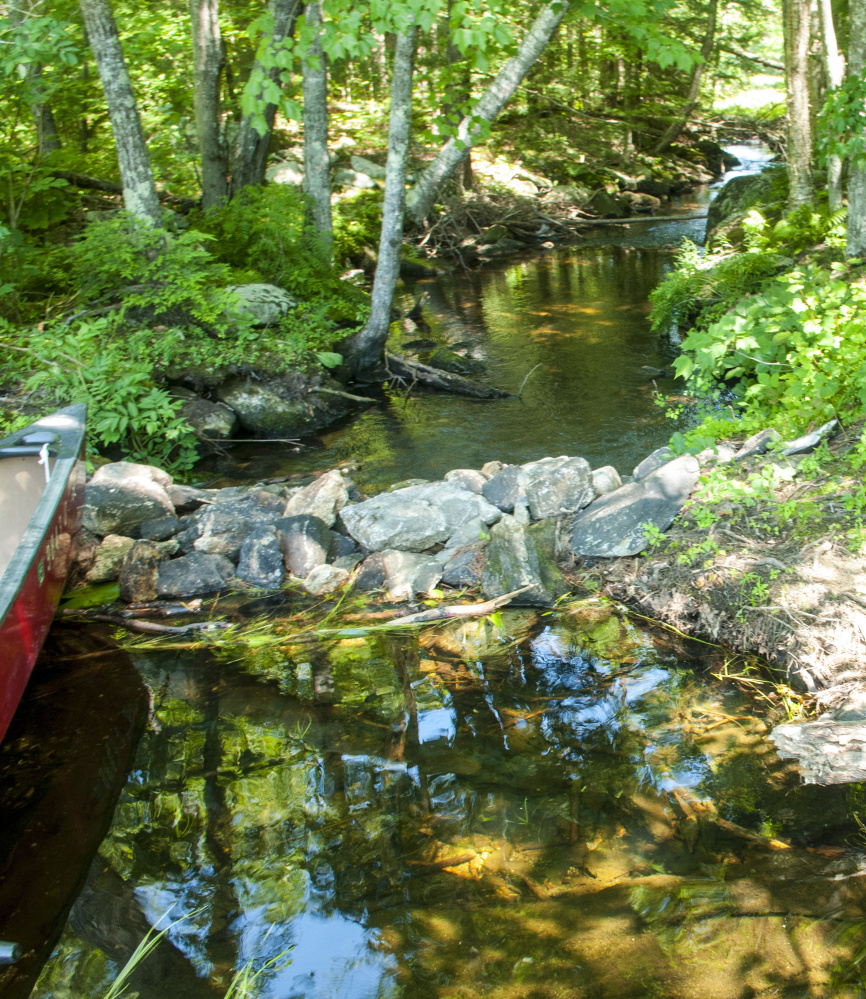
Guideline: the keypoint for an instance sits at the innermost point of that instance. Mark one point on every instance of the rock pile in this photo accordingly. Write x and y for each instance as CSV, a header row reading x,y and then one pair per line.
x,y
501,528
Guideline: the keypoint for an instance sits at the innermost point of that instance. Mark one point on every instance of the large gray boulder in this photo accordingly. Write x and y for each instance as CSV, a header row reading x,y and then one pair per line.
x,y
211,420
263,409
261,561
304,542
614,525
416,518
262,304
108,558
324,498
661,456
408,573
121,497
502,489
193,574
556,486
519,555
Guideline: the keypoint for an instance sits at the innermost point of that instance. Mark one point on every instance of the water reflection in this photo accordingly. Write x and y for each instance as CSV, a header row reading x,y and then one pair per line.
x,y
544,807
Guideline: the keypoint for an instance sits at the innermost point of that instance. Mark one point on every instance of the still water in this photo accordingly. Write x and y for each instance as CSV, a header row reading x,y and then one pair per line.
x,y
531,806
522,807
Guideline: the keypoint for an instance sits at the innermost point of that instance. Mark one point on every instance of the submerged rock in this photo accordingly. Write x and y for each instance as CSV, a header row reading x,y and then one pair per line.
x,y
605,480
325,579
615,524
556,486
463,568
519,556
415,518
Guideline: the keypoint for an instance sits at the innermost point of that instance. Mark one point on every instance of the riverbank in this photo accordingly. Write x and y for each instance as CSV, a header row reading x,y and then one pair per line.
x,y
747,547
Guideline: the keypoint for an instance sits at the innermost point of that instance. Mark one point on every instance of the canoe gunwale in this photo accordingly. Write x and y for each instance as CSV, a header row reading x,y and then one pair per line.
x,y
67,428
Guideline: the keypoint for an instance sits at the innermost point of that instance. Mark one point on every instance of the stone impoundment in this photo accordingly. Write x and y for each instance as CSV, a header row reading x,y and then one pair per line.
x,y
501,528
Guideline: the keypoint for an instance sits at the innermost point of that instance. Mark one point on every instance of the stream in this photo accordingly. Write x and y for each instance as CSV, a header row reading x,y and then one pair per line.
x,y
531,806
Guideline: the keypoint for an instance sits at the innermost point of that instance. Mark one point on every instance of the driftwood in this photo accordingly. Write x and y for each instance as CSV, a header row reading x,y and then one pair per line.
x,y
462,610
445,381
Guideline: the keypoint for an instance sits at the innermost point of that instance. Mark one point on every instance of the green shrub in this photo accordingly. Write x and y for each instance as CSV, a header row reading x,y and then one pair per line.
x,y
82,363
797,349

= WHAT IS BEING ASKED =
Reproduce, word for word, the lines starting with the one that contains "of the green" and going on through the last line above.

= RESULT =
Guideline: the keypoint for an instance sits at the innermost point of that instance. Mark one point on every instance of the green shrub in this photo accordingly. Write x and y for each instance as CSV, a header row reading x,y and then one pair per line.
x,y
82,363
797,349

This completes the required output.